◆ **Directions**: At the line that contains "Where can you spot the spectator", begin setting down every line word for word, and stop after the last line of the listing.

◆ **Entries supplied**:

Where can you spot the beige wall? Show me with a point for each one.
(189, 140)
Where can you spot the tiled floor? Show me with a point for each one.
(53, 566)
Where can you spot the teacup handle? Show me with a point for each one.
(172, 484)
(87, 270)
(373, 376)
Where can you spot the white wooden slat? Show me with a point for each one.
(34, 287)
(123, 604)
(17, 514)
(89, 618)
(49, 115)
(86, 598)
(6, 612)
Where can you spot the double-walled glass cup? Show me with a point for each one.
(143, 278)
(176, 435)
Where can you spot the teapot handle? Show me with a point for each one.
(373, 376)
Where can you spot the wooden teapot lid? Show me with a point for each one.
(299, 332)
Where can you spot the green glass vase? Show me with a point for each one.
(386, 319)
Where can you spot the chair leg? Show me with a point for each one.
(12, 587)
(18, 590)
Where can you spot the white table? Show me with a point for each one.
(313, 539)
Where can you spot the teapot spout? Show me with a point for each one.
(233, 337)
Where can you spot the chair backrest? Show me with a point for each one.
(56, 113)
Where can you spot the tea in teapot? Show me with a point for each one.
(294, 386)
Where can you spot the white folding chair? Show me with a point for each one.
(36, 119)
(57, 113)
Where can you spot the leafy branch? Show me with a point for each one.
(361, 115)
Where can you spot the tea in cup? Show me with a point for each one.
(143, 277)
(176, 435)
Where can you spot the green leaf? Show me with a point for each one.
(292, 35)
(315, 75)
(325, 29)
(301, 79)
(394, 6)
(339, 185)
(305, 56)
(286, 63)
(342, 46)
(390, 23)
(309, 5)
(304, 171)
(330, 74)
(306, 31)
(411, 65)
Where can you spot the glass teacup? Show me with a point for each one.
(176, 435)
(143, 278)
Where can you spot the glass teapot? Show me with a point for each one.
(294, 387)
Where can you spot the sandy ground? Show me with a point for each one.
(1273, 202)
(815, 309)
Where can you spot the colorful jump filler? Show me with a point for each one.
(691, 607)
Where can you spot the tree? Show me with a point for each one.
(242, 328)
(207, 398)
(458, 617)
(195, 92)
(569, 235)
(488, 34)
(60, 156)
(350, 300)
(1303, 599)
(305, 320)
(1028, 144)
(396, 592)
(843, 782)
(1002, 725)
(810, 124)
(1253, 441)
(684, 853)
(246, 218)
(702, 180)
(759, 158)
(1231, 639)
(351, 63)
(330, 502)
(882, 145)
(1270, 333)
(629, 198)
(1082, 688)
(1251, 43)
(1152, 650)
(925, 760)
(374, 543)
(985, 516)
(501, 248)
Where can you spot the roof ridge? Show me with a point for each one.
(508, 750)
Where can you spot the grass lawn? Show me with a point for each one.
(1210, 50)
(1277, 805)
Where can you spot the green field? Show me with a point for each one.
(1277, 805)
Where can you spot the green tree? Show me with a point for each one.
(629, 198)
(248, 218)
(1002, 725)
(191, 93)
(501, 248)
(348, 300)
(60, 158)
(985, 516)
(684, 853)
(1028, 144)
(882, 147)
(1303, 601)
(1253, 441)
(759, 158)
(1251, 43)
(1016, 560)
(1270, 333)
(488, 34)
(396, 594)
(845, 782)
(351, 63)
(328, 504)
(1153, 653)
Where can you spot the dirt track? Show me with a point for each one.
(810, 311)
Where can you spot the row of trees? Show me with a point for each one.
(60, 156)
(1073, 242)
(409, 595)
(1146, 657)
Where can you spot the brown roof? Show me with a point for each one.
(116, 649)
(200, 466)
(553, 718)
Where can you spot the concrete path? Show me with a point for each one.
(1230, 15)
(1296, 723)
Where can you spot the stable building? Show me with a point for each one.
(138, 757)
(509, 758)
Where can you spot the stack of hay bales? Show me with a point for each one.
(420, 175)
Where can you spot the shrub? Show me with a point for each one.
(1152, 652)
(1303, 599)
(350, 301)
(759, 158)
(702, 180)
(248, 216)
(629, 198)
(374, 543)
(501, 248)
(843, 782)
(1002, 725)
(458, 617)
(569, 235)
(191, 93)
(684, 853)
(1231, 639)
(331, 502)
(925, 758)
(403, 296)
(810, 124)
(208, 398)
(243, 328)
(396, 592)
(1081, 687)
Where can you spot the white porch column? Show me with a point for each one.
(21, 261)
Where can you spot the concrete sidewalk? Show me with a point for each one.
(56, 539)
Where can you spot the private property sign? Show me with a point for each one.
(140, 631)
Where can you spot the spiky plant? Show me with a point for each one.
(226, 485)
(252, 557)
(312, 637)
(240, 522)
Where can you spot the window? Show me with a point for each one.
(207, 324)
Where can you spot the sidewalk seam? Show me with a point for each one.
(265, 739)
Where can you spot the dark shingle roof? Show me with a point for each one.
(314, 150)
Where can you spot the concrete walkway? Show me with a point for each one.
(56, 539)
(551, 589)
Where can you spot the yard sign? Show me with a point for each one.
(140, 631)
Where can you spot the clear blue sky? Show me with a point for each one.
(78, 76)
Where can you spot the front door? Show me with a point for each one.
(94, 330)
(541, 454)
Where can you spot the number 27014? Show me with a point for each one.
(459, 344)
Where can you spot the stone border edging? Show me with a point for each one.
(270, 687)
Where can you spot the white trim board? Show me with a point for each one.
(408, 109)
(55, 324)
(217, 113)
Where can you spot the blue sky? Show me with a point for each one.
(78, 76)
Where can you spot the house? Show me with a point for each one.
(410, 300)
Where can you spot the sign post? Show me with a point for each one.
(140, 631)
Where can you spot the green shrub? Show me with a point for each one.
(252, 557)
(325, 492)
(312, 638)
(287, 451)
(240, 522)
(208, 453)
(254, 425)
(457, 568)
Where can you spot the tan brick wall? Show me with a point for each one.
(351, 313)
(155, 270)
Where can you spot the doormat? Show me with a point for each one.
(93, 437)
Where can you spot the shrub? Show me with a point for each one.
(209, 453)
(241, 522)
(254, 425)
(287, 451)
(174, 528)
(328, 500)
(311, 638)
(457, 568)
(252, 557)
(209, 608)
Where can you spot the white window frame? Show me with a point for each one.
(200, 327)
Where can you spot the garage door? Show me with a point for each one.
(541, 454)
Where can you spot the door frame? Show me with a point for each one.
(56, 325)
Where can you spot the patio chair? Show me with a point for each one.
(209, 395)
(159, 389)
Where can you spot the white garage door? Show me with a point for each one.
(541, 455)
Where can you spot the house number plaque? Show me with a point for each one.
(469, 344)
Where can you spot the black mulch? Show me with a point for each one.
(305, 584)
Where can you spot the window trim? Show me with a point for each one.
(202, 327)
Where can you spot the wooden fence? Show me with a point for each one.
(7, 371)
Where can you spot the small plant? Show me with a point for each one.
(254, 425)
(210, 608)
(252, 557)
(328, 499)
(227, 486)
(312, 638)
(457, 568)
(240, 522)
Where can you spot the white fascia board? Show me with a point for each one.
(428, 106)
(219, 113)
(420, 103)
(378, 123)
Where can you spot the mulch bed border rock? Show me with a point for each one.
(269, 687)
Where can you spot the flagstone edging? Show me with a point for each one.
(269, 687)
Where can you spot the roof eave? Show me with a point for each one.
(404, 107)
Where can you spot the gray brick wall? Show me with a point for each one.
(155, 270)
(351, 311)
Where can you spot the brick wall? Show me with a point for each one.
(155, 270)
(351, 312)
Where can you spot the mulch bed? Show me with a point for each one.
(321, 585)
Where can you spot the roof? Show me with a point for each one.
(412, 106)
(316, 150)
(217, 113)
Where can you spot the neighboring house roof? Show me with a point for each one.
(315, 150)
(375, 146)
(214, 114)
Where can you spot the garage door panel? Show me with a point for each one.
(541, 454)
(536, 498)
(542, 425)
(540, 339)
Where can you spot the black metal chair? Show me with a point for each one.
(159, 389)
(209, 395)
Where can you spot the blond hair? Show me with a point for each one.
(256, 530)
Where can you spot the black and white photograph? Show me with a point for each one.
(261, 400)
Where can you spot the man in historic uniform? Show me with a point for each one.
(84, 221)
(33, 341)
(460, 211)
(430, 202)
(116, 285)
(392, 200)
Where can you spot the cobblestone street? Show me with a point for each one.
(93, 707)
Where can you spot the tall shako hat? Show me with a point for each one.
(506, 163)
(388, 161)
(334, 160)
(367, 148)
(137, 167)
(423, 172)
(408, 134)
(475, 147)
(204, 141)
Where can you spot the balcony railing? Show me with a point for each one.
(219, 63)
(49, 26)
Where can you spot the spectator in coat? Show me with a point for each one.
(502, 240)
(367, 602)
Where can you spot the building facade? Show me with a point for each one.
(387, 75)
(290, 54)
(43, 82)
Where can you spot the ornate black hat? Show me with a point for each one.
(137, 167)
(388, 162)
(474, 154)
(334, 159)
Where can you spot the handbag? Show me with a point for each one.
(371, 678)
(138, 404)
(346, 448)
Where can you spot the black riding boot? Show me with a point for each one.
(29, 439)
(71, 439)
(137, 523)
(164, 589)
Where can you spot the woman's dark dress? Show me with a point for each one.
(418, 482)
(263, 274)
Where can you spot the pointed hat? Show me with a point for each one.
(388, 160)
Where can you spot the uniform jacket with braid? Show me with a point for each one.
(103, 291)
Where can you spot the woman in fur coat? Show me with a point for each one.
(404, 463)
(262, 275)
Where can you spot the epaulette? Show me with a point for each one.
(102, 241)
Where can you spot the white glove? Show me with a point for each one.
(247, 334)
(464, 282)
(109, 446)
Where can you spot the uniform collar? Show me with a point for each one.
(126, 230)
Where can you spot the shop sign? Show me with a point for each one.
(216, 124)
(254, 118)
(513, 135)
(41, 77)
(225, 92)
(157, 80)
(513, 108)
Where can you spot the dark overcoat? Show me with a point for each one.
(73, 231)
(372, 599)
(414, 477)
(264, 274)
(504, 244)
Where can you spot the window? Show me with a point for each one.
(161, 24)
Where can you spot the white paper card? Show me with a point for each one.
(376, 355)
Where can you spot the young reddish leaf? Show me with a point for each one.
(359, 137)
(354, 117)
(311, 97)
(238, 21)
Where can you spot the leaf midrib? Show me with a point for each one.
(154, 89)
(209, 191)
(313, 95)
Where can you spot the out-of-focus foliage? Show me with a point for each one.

◆ **Result for this task**:
Where can you spot the spectator in coat? Show me with a point for each one.
(502, 240)
(367, 602)
Where can you spot the building facade? Show me with a point for each one.
(387, 75)
(290, 54)
(43, 82)
Where can you spot the ornate black hat? Show me with a point for each one.
(137, 167)
(388, 162)
(474, 154)
(334, 159)
Where can you spot the handbag? Show me with a point for each one.
(371, 678)
(138, 404)
(346, 448)
Where can you spot the black riding boot? Show me with a point for each one.
(29, 439)
(71, 439)
(137, 523)
(164, 589)
Where can you spot the woman's dark dress? Show me with a point for each one.
(418, 482)
(263, 274)
Where can you spot the pointed hat? Show me with a point for each one.
(388, 160)
Where can you spot the uniform jacket with braid? Show me with a point for each one.
(103, 291)
Where can you spot the woman in fur coat? Show me with a point for each one.
(404, 463)
(262, 275)
Where can you spot the epaulette? Show me with a point for each one.
(102, 241)
Where can you spot the white glove? Show me with a point for each one.
(247, 334)
(464, 282)
(109, 446)
Where can you spot the uniform collar? Show me with a point for each one.
(126, 230)
Where can you spot the shop sign? Show me with a point for each one.
(216, 124)
(254, 118)
(513, 135)
(41, 77)
(225, 92)
(157, 80)
(513, 108)
Where can you spot the dark overcoat? Show me with a point for each one.
(73, 231)
(372, 599)
(414, 477)
(264, 274)
(504, 244)
Where can you spot the window? Show me with a point for each one.
(161, 24)
Where can you spot the white paper card? Show me with a point for each one.
(376, 355)
Where can you spot the young reddish leaf? Show me with a point for each one.
(359, 137)
(354, 117)
(311, 97)
(238, 21)
Where can you spot the leaf midrib? Show me with a point for each one.
(154, 89)
(209, 191)
(313, 95)
Where can you spot the out-of-focus foliage? Show me with a point for each one.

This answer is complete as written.